- Problem requirements:
Return the part of the pressure intensifier passage below that runs from "Since a hydraulic" up to and including "will be omitted.", copied word for word.

-- START OF Source --

Since a hydraulic pump, an ejection channel, a hydraulic motor, a driving member,
a supply channel, a primary discharge channel, a secondary discharge channel, and
a first control valve and a first working channel of a first control unit in the second
embodiment 50 are respectively identical with the hydraulic pump 12, the ejection
channel 14, the hydraulic motor 16, a driving member 18, the supply channel 20, the
primary discharge channel 22, the secondary discharge channel 24, and the first control
valve 32 and the first working channel 34 of the first control unit 30 in the first
embodiment 10 in view of their basic configurations and functions, they are identified
by the same reference numerals as those in the first embodiment, and therefore, their
detailed descriptions will be omitted.
[0020] A second control unit 60 of the second embodiment 50 is provided with a second control
valve 62, a pressure sensor 64, and a controller 66. The second control valve 62 is
installed in the first working channel 34 to open or close the first working channel
34. Further, the pressure sensor 64 detects the hydraulic pressure in the ejection
channel 14. The controller 66 operates the second control valve 62 to open the first
working channel 34 if the hydraulic pressure detected in the pressure sensor 64 is
larger than the predetermined pressure.
[0021] Referring to Fig. 4, the pressure sensor 64 transmits the detected pressure value
of the ejection channel 14 to the controller 66 as an electrical signal. If the pressure
value received by the controller 66 is larger than the predetermined pressure, the
controller 66 transmits the electrical signal to the second control valve 62 in order
to operate the second control valve 62. The second control valve 62 operates by means
of the electrical signal transmitted from the controller 66.
[0022] As the second control valve 62 operates to open the first working channel 34, the
fluid introduced from the supply channel 20 is supplied to the first control valve
32 through the first working channel 34. The first control valve 32 operates by means
of the supplied fluid to close the supply channel 20. Accordingly, the fluid supplied
to the hydraulic pump 12 and the hydraulic motor 16 is blocked, so that the hydraulic
pressure of the fluid ejected through the ejection channel 14 can be no more increased.
That is, the second embodiment 50 controls the intensification of the hydraulic pressure
by means of a series of operations as described above.
[0023] According to the pressure intensifier for ejecting fluid at a constant flow rate
of the present invention, if the hydraulic pressure in the ejection channel is larger
than the predetermined pressure, the supply channel is closed by the first control
unit and the second control unit, whereby it is possible to prevent the hydraulic
pressure in the ejection channel from being intensified to be larger than the predetermined
pressure. Accordingly, a device connected to the pressure intensifier may be prevented
from being broken and damaged.

-- END OF Source --
-- START OF Stored data --

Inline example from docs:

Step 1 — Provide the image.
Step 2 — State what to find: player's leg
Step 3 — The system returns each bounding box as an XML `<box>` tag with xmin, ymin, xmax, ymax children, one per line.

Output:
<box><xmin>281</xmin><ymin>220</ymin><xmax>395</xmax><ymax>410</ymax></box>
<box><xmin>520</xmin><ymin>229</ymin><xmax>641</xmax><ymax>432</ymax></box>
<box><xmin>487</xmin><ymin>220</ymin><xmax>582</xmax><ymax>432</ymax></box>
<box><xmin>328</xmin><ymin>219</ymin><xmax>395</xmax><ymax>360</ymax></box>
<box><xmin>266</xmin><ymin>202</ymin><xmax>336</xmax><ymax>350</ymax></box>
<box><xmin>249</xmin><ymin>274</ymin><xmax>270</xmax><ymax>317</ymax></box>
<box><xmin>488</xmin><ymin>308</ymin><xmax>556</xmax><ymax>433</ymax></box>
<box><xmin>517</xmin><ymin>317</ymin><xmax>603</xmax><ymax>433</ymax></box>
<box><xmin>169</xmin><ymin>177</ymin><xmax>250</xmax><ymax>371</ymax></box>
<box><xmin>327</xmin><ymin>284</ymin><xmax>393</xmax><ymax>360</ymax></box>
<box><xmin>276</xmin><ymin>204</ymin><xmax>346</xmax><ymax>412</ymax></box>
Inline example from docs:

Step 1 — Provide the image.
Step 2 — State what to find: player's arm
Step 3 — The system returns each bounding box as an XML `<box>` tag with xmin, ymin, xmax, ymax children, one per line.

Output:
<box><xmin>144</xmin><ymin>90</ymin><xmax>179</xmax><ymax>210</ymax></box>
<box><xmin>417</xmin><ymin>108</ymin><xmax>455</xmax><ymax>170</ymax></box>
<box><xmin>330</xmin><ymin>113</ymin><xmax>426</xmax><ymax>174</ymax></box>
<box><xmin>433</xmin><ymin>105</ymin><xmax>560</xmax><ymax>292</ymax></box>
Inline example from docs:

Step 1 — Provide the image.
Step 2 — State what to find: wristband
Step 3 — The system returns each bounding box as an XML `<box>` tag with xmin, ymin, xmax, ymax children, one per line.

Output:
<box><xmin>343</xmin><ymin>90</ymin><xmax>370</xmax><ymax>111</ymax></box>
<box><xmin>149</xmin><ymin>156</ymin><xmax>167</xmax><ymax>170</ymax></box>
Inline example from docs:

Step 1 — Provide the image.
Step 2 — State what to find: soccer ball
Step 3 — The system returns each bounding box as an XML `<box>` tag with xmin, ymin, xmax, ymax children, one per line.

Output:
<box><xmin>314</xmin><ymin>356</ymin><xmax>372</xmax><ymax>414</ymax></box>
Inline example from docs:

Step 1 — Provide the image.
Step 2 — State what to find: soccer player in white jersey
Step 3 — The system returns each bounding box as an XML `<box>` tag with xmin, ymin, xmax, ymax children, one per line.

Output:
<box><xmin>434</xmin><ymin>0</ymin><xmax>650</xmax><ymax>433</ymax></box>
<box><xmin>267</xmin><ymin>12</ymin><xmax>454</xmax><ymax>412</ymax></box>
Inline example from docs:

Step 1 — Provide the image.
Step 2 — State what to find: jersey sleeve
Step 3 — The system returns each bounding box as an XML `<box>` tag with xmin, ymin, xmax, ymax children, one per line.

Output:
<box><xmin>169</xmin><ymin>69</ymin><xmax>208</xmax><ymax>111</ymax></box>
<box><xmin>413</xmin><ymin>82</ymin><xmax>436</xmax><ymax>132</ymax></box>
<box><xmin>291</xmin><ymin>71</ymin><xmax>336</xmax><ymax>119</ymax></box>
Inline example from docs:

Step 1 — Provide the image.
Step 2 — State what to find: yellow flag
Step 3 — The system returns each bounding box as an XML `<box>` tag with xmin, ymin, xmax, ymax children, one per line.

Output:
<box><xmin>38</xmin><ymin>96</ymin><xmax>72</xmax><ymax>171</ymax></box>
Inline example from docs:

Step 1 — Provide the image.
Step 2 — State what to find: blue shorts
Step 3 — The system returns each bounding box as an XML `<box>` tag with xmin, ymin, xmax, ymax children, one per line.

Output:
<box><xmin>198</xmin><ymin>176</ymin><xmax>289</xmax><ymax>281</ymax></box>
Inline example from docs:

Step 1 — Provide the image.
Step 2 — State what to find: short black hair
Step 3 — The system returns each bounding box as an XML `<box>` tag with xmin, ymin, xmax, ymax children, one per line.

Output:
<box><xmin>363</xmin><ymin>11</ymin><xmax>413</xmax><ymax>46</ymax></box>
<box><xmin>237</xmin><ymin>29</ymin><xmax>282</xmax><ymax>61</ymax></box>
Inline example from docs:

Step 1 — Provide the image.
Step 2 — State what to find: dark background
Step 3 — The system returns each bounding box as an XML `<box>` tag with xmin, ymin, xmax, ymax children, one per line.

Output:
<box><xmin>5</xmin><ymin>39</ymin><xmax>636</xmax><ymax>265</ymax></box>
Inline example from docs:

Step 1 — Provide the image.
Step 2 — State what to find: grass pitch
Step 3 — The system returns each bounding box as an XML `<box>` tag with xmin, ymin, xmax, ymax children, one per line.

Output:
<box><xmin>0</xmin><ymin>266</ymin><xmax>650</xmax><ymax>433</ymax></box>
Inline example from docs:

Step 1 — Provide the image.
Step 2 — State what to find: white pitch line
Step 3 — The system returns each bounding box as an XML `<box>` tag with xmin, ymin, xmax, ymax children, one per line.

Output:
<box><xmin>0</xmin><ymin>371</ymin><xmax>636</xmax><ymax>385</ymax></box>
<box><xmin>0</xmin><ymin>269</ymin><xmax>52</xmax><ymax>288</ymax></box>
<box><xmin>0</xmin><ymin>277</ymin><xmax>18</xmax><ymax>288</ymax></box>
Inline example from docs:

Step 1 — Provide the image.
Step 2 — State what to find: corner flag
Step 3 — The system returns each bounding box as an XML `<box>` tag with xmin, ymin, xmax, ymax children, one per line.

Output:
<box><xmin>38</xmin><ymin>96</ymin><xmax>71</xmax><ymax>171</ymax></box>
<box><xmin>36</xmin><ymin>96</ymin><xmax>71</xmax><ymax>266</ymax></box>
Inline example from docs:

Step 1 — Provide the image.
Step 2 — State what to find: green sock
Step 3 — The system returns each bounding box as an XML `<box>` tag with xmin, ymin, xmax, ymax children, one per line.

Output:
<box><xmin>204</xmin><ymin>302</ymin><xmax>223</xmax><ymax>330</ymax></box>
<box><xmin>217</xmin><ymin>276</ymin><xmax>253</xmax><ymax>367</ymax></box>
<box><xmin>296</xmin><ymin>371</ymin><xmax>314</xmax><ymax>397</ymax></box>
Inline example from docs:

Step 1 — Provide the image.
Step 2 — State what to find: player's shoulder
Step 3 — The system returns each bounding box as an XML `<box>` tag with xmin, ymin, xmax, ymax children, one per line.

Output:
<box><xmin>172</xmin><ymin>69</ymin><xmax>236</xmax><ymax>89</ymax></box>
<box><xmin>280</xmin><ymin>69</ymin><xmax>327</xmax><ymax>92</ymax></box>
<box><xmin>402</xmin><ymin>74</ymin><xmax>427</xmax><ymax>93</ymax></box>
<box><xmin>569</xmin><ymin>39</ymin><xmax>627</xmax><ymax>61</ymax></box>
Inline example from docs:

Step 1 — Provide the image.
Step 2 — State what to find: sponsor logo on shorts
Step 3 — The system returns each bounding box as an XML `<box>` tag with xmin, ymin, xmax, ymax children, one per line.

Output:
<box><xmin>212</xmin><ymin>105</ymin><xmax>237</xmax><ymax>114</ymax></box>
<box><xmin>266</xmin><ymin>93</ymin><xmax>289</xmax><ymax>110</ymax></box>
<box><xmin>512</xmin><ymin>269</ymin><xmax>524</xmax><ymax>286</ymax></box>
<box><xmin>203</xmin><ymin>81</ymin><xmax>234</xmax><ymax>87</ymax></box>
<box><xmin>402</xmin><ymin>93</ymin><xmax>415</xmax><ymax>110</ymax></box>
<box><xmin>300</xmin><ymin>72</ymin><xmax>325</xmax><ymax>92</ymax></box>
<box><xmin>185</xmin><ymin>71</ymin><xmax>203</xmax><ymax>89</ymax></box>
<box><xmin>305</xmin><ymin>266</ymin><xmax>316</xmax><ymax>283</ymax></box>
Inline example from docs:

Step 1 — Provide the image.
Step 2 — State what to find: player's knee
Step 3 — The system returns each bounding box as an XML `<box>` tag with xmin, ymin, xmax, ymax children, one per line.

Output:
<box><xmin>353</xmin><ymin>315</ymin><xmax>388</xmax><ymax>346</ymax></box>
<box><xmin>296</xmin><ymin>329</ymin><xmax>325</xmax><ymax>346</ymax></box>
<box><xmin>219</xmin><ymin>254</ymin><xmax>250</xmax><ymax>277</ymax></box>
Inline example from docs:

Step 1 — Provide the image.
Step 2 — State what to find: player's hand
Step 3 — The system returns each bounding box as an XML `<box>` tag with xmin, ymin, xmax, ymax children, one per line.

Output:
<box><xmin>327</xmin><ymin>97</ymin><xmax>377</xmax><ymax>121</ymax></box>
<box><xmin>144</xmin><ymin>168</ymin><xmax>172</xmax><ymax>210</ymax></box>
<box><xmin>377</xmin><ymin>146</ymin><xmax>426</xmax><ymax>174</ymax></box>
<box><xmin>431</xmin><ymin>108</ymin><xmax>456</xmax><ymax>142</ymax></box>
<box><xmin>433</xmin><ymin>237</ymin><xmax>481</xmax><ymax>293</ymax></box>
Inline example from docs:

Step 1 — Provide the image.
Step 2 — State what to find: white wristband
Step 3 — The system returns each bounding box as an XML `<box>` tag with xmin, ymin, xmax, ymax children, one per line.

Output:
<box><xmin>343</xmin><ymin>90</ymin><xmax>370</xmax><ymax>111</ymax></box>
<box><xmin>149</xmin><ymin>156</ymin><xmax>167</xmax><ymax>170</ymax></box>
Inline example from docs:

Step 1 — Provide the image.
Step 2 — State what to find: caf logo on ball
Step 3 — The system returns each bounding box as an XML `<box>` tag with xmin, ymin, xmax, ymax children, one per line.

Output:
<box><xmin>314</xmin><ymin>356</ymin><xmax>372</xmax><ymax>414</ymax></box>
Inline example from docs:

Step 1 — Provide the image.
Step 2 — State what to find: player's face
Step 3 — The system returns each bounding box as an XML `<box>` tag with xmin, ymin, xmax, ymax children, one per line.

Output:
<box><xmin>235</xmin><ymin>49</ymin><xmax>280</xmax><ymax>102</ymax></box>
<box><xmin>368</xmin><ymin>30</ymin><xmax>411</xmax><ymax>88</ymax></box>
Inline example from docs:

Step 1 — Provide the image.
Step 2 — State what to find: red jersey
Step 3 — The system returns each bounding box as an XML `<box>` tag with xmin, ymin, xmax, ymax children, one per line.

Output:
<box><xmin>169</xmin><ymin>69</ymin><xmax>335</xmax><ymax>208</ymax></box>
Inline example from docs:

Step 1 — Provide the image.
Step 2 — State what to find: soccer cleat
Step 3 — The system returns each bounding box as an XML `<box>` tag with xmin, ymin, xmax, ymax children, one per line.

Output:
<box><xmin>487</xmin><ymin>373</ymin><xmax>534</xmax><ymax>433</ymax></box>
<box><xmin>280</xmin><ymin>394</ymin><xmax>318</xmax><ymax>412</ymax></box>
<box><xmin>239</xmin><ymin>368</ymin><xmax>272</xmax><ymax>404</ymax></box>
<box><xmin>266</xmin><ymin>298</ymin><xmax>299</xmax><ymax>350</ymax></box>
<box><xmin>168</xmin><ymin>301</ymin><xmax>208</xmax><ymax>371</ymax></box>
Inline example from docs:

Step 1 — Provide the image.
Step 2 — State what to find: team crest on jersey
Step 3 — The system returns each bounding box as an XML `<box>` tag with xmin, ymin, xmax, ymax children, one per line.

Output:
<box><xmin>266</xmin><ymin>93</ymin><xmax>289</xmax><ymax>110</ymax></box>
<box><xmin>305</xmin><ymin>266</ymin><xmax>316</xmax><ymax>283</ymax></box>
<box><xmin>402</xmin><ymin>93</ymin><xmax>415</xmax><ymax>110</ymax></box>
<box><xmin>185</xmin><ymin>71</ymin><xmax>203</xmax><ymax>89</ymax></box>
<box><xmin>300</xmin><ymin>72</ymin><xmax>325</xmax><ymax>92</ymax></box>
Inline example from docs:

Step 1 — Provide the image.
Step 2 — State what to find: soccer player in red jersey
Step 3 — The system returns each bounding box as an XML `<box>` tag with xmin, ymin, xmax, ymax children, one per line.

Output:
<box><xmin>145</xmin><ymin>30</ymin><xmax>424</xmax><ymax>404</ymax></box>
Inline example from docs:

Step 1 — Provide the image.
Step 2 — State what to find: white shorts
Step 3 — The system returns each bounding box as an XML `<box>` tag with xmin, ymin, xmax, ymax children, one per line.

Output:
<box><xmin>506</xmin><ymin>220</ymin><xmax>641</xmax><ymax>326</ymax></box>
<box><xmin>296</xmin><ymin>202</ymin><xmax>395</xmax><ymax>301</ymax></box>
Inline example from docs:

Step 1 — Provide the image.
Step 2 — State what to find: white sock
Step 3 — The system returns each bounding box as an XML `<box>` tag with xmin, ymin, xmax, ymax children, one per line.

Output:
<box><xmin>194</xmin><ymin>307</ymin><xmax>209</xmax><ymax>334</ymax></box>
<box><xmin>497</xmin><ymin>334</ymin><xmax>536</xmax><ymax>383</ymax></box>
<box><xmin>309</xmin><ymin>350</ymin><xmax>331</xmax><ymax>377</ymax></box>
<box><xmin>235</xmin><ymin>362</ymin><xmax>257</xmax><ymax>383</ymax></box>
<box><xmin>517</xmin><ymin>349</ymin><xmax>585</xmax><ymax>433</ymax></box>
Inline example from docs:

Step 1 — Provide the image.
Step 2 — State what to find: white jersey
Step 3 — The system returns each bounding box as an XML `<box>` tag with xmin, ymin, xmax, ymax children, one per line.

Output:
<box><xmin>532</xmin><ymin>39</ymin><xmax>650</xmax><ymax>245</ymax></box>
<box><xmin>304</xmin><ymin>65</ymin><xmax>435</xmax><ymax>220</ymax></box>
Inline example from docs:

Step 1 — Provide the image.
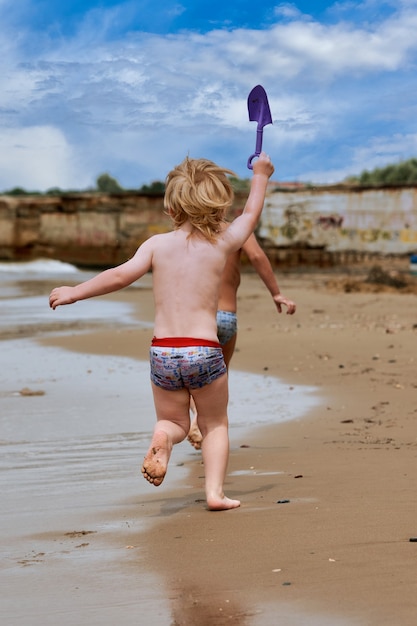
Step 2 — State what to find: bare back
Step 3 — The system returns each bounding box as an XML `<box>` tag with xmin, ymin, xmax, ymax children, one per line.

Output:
<box><xmin>152</xmin><ymin>229</ymin><xmax>227</xmax><ymax>341</ymax></box>
<box><xmin>218</xmin><ymin>248</ymin><xmax>242</xmax><ymax>313</ymax></box>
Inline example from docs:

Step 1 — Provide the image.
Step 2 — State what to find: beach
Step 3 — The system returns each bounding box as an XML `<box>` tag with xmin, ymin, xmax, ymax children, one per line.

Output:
<box><xmin>0</xmin><ymin>260</ymin><xmax>417</xmax><ymax>626</ymax></box>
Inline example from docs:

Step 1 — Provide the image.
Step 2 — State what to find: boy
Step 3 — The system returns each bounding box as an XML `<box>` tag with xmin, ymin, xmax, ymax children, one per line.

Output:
<box><xmin>49</xmin><ymin>153</ymin><xmax>274</xmax><ymax>510</ymax></box>
<box><xmin>187</xmin><ymin>233</ymin><xmax>296</xmax><ymax>450</ymax></box>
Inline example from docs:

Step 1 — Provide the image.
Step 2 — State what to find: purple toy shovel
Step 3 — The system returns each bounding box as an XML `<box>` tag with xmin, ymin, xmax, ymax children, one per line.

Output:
<box><xmin>248</xmin><ymin>85</ymin><xmax>272</xmax><ymax>170</ymax></box>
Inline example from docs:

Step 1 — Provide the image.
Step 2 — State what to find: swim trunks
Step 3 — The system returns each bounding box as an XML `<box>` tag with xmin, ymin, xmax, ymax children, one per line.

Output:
<box><xmin>149</xmin><ymin>337</ymin><xmax>227</xmax><ymax>391</ymax></box>
<box><xmin>217</xmin><ymin>311</ymin><xmax>237</xmax><ymax>346</ymax></box>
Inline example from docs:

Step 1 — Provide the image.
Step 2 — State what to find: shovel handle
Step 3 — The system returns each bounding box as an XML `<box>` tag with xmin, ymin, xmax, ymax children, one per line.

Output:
<box><xmin>248</xmin><ymin>127</ymin><xmax>264</xmax><ymax>170</ymax></box>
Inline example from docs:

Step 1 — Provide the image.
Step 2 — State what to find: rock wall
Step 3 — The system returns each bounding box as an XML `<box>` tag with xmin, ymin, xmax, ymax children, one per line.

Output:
<box><xmin>0</xmin><ymin>187</ymin><xmax>417</xmax><ymax>268</ymax></box>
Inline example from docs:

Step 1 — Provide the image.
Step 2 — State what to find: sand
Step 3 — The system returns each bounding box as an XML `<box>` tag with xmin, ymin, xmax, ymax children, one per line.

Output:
<box><xmin>0</xmin><ymin>261</ymin><xmax>417</xmax><ymax>626</ymax></box>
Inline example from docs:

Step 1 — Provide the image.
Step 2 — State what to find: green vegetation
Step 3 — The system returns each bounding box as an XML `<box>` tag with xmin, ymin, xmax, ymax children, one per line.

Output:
<box><xmin>96</xmin><ymin>173</ymin><xmax>124</xmax><ymax>193</ymax></box>
<box><xmin>0</xmin><ymin>172</ymin><xmax>250</xmax><ymax>196</ymax></box>
<box><xmin>346</xmin><ymin>158</ymin><xmax>417</xmax><ymax>187</ymax></box>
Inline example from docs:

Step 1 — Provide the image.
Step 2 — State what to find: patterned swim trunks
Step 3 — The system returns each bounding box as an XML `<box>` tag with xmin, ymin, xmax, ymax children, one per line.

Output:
<box><xmin>217</xmin><ymin>311</ymin><xmax>237</xmax><ymax>346</ymax></box>
<box><xmin>149</xmin><ymin>338</ymin><xmax>227</xmax><ymax>391</ymax></box>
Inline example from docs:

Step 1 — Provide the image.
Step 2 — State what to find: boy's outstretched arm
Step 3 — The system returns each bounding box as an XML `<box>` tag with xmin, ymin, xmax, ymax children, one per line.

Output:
<box><xmin>227</xmin><ymin>152</ymin><xmax>274</xmax><ymax>250</ymax></box>
<box><xmin>49</xmin><ymin>238</ymin><xmax>152</xmax><ymax>310</ymax></box>
<box><xmin>243</xmin><ymin>233</ymin><xmax>296</xmax><ymax>315</ymax></box>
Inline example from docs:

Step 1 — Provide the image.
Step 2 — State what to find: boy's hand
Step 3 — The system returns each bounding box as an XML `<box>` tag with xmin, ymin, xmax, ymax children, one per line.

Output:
<box><xmin>273</xmin><ymin>293</ymin><xmax>297</xmax><ymax>315</ymax></box>
<box><xmin>49</xmin><ymin>287</ymin><xmax>77</xmax><ymax>310</ymax></box>
<box><xmin>253</xmin><ymin>152</ymin><xmax>275</xmax><ymax>178</ymax></box>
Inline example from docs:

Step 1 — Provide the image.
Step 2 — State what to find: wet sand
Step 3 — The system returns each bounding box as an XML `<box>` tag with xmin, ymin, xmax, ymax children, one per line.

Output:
<box><xmin>0</xmin><ymin>260</ymin><xmax>417</xmax><ymax>626</ymax></box>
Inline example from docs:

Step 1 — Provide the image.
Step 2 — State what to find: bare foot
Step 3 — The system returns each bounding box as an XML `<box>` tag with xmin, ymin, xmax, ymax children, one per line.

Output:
<box><xmin>142</xmin><ymin>430</ymin><xmax>172</xmax><ymax>487</ymax></box>
<box><xmin>187</xmin><ymin>419</ymin><xmax>203</xmax><ymax>450</ymax></box>
<box><xmin>207</xmin><ymin>495</ymin><xmax>240</xmax><ymax>511</ymax></box>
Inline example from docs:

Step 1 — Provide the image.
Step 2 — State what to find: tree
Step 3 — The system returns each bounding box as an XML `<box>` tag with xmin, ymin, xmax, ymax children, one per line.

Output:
<box><xmin>350</xmin><ymin>158</ymin><xmax>417</xmax><ymax>187</ymax></box>
<box><xmin>96</xmin><ymin>173</ymin><xmax>123</xmax><ymax>193</ymax></box>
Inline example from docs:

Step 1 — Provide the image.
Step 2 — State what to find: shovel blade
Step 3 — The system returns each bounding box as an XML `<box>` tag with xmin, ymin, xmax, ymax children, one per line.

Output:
<box><xmin>248</xmin><ymin>85</ymin><xmax>272</xmax><ymax>130</ymax></box>
<box><xmin>248</xmin><ymin>85</ymin><xmax>272</xmax><ymax>170</ymax></box>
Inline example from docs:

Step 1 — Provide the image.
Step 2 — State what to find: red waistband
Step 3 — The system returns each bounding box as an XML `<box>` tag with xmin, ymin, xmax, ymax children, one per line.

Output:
<box><xmin>152</xmin><ymin>337</ymin><xmax>221</xmax><ymax>348</ymax></box>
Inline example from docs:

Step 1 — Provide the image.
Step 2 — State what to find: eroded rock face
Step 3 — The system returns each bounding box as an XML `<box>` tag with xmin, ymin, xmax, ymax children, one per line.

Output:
<box><xmin>0</xmin><ymin>194</ymin><xmax>171</xmax><ymax>267</ymax></box>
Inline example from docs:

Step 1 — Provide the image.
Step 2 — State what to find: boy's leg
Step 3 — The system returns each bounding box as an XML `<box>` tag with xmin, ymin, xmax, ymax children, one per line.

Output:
<box><xmin>142</xmin><ymin>383</ymin><xmax>190</xmax><ymax>487</ymax></box>
<box><xmin>192</xmin><ymin>374</ymin><xmax>240</xmax><ymax>511</ymax></box>
<box><xmin>187</xmin><ymin>333</ymin><xmax>237</xmax><ymax>450</ymax></box>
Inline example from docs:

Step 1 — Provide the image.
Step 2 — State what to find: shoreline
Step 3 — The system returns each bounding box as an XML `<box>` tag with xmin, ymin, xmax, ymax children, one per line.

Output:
<box><xmin>3</xmin><ymin>266</ymin><xmax>417</xmax><ymax>626</ymax></box>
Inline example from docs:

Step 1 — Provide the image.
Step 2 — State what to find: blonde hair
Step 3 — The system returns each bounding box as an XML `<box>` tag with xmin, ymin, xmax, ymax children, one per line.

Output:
<box><xmin>164</xmin><ymin>157</ymin><xmax>235</xmax><ymax>243</ymax></box>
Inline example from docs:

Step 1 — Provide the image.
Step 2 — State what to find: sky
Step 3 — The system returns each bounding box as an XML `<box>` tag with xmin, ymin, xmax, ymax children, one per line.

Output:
<box><xmin>0</xmin><ymin>0</ymin><xmax>417</xmax><ymax>191</ymax></box>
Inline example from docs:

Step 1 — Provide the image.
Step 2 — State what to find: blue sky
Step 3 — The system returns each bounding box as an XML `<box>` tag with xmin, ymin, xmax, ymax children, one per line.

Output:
<box><xmin>0</xmin><ymin>0</ymin><xmax>417</xmax><ymax>191</ymax></box>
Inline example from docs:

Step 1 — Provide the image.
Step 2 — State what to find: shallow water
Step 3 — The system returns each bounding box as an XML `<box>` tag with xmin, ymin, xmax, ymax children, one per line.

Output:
<box><xmin>0</xmin><ymin>261</ymin><xmax>324</xmax><ymax>626</ymax></box>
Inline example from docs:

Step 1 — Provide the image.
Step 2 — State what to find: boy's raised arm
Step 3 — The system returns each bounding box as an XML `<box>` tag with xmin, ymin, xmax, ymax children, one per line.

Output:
<box><xmin>227</xmin><ymin>152</ymin><xmax>274</xmax><ymax>249</ymax></box>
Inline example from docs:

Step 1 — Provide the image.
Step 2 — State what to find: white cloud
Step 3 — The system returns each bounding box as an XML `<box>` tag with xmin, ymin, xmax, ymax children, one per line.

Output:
<box><xmin>0</xmin><ymin>0</ymin><xmax>417</xmax><ymax>189</ymax></box>
<box><xmin>0</xmin><ymin>126</ymin><xmax>90</xmax><ymax>191</ymax></box>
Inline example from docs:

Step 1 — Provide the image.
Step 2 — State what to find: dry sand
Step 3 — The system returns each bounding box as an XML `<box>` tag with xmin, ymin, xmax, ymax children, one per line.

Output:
<box><xmin>0</xmin><ymin>261</ymin><xmax>417</xmax><ymax>626</ymax></box>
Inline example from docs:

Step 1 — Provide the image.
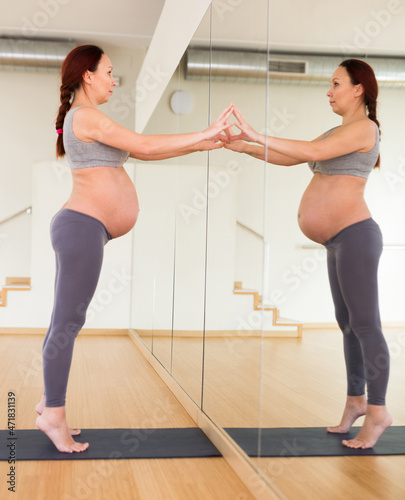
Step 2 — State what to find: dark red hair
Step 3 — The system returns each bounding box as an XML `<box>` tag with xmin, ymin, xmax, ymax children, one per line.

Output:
<box><xmin>339</xmin><ymin>59</ymin><xmax>381</xmax><ymax>168</ymax></box>
<box><xmin>55</xmin><ymin>45</ymin><xmax>104</xmax><ymax>157</ymax></box>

-- END OF Stored data --

- Task answer:
Since a hydraulic pump, an ejection channel, a hydraulic motor, a driving member,
a supply channel, a primary discharge channel, a secondary discharge channel, and
a first control valve and a first working channel of a first control unit in the second
embodiment 50 are respectively identical with the hydraulic pump 12, the ejection
channel 14, the hydraulic motor 16, a driving member 18, the supply channel 20, the
primary discharge channel 22, the secondary discharge channel 24, and the first control
valve 32 and the first working channel 34 of the first control unit 30 in the first
embodiment 10 in view of their basic configurations and functions, they are identified
by the same reference numerals as those in the first embodiment, and therefore, their
detailed descriptions will be omitted.